@Wandelröschen:
Ich spreche nur für mich, nicht im Namen von "euch/wir". Ich möchte mich explizit in keine dichotome "die die Erfolg für sich verbuchen vs. die, die es nicht für möglich halten" -Spaltung einordnen. Ich versuche gerade auszudrücken, dass ich das eben nicht so dichotom und schwarz/weiß sehe.
Vor zwei Seiten schrieb ich bereits:
Ich habe für mich persönlich zwar schon irgendwie den Eindruck, Erfolg in der Therapie zu haben, sowohl auf objektiv messbarer Ebene, als auch im subjektiven Gefühl her. Dennoch finde ich es im Grunde schwierig, bzw. sehe genau da ein Problem, dass an Therapie, an Seelenarbeit, persönliche Entwicklung die Kategorie Erfolg/Misserfolg angelegt wird. Natürlich gibt es irgendwo objektivierbare Fortschritte (Reduzierung der Symptome, erweiterter persönlicher Handlungsspielraum, dadurch verbesserte Lebensqualität, usw.) oder eben das Ausbleiben solcher Fortschritte. Und da hin- und wieder mal eine Zustandanalyse durchzuführen, sich an dem zu erfreuen, was man bis dato erreicht hat oder Dinge kritisch betrachten, ist sicher auch nötig im Prozess.

### Gezeigte Einträge:

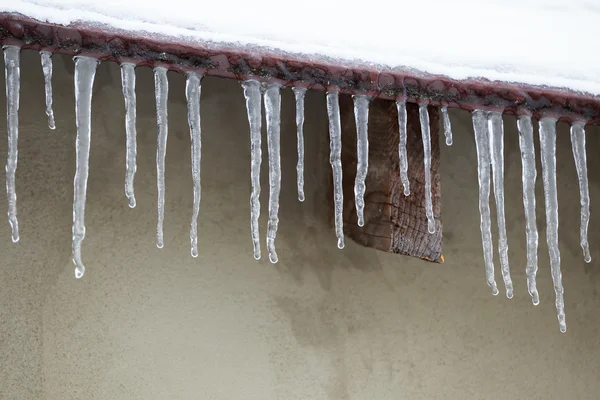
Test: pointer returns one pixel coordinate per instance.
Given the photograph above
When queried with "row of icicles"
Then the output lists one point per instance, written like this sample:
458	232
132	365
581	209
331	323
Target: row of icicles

### Deine Aufgabe:
Stimmen die Aussagen (a) bis (c) mit dem Auszug über Erfolg in der Therapie überein? Antworte jeweils mit Ja oder Nein und zitiere wörtlich die Worte, die den Ausschlag geben.
(a) Die schreibende Person äußert sich im Namen einer Gruppe.
(b) Die schreibende Person hat den Eindruck, in der Therapie Erfolg zu haben.
(c) Eine gelegentliche Zustandsanalyse wird als überflüssig bezeichnet.
Die Einträge stehen in keinem Zusammenhang mit dem Auszug.

### Deine Antwort:
(a) Nein: „Ich spreche nur für mich“
(b) Ja: „Ich habe für mich persönlich zwar schon irgendwie den Eindruck, Erfolg in der Therapie zu haben“
(c) Nein: „ist sicher auch nötig im Prozess“